■ **Challenge**
Please pick out every line below that contains the word "slope" and copy each one.

■ **Input rows**
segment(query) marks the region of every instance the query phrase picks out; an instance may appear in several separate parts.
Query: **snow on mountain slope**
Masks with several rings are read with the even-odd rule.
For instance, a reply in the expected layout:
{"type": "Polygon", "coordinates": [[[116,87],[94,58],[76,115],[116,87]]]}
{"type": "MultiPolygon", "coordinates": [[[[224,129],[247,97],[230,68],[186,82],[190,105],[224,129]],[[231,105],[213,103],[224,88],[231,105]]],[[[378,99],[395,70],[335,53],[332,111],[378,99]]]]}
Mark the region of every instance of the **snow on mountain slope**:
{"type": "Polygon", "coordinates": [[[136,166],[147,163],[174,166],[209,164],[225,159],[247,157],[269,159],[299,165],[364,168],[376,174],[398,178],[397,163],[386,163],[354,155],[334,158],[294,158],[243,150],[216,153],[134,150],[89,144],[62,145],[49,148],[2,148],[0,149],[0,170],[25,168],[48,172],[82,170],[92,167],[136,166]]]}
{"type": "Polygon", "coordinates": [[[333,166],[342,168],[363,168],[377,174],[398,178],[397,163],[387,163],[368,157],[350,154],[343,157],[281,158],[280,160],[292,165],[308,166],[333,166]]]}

* * *

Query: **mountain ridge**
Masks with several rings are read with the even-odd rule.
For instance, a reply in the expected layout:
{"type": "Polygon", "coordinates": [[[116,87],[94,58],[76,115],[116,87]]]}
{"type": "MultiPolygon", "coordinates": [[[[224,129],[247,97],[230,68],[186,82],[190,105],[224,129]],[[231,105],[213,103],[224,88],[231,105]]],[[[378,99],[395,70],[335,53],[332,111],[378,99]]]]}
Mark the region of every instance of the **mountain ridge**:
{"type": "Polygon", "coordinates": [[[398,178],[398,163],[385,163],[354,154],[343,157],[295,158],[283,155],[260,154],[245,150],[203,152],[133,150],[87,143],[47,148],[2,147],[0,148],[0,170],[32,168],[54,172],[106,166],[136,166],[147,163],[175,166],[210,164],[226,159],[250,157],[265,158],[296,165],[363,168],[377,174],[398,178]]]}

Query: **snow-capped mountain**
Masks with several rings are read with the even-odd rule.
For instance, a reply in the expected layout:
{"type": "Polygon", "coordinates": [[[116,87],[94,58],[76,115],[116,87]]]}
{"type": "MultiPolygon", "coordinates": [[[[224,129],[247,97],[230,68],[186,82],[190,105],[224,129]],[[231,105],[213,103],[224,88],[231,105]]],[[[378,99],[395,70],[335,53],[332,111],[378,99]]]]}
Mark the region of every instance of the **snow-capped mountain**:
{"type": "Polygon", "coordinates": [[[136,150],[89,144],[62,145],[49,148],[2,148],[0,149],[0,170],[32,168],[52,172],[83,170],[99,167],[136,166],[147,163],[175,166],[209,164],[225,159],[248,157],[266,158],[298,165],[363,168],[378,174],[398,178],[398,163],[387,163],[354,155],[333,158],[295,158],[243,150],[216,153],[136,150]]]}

■ **Worked solution**
Query: **snow on mountain slope**
Mark the region of every instance of the **snow on mountain slope**:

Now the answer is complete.